- **Required work**
Extract each line holding the word "iceberg" from the entries.

[Records]

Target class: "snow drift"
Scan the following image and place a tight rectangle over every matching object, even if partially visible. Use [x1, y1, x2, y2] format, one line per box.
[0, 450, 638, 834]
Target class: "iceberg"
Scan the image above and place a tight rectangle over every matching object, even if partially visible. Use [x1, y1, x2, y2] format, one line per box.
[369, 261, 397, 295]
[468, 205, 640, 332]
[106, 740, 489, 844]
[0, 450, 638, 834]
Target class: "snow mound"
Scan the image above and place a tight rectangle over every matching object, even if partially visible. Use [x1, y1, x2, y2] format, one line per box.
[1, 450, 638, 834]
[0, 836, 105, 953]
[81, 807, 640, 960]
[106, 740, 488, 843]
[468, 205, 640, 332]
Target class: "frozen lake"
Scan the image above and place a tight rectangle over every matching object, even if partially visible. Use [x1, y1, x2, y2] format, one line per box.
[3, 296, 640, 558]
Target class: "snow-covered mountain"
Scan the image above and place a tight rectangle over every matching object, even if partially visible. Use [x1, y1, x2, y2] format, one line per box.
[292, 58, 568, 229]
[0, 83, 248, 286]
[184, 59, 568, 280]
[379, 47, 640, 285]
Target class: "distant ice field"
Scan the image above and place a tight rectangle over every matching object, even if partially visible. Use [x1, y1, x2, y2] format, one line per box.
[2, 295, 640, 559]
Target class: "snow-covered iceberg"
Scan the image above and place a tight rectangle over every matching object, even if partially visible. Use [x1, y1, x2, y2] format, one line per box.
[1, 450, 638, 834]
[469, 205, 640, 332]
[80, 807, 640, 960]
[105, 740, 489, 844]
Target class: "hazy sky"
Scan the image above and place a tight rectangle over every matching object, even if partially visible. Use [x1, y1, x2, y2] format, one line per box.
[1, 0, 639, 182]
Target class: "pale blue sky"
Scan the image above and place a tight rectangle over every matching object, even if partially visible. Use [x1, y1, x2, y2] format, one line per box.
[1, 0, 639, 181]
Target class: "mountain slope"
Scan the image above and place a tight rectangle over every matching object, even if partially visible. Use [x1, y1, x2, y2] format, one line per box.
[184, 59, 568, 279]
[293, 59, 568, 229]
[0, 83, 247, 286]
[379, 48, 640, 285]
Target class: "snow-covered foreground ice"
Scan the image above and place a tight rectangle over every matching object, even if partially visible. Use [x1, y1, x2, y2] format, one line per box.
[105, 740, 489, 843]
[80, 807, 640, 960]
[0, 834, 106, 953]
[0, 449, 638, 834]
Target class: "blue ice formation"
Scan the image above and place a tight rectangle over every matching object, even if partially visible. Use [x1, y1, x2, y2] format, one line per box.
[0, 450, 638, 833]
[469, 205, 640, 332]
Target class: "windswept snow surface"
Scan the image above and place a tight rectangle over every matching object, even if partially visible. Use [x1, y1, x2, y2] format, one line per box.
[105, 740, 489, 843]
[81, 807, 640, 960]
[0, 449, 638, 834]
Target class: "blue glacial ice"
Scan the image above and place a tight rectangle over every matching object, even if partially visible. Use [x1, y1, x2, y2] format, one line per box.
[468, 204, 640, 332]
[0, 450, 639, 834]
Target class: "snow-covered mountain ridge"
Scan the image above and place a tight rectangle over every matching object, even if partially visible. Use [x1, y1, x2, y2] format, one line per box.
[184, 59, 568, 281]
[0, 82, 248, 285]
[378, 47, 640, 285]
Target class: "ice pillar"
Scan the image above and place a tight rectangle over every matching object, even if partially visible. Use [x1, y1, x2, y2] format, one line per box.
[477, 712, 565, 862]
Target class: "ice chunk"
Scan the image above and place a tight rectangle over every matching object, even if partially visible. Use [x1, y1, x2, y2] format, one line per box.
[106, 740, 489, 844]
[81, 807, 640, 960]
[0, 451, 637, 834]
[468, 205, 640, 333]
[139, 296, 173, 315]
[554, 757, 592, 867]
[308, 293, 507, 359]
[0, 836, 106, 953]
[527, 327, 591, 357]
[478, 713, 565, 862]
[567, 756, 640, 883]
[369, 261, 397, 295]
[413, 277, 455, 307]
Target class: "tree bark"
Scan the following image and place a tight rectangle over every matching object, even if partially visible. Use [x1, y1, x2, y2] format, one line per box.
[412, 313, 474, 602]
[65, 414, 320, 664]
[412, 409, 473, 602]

[/Records]

- **Task answer**
Target class: "iceberg"
Target class: "snow-covered iceberg"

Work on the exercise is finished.